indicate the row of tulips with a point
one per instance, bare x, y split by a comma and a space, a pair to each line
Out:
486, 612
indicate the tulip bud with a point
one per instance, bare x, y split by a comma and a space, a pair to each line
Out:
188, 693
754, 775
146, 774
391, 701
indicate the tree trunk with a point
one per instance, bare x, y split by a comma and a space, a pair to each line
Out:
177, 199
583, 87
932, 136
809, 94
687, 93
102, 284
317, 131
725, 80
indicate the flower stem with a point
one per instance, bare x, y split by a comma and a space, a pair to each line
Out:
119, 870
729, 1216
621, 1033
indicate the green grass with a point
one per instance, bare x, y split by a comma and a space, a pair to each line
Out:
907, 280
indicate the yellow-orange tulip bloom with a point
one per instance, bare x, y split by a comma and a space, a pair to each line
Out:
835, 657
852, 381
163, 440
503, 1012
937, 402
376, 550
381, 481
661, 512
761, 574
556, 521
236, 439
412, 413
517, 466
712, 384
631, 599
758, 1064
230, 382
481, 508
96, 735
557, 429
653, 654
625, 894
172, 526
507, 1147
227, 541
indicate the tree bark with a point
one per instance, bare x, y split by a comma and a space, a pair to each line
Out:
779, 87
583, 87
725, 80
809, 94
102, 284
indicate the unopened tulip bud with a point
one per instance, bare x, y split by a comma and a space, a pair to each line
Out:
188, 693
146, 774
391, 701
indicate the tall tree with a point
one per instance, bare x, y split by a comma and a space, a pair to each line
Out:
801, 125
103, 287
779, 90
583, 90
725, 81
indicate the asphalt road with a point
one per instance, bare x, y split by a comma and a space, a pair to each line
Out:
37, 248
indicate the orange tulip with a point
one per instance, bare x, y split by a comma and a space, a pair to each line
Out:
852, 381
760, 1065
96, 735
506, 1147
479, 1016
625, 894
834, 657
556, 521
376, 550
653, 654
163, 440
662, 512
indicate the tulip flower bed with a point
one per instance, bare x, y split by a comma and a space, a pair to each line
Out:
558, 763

■ ■ ■ ■ ■

# EXERCISE INSTRUCTIONS:
List all lines above in which the string "with" appears.

# FINISHED EXERCISE:
indicate the row of tulips with a point
indicate the tulip bud with a point
indicate the tree trunk with a point
indicate the flower stem with a point
indicate the green grass with a point
indicate the yellow-orange tulip bloom with a point
indicate the tree bark with a point
indicate the unopened tulip bud with a point
indicate the tall tree with a point
indicate the asphalt road with a point
indicate the orange tulip with a point
indicate the tulip flower bed with a point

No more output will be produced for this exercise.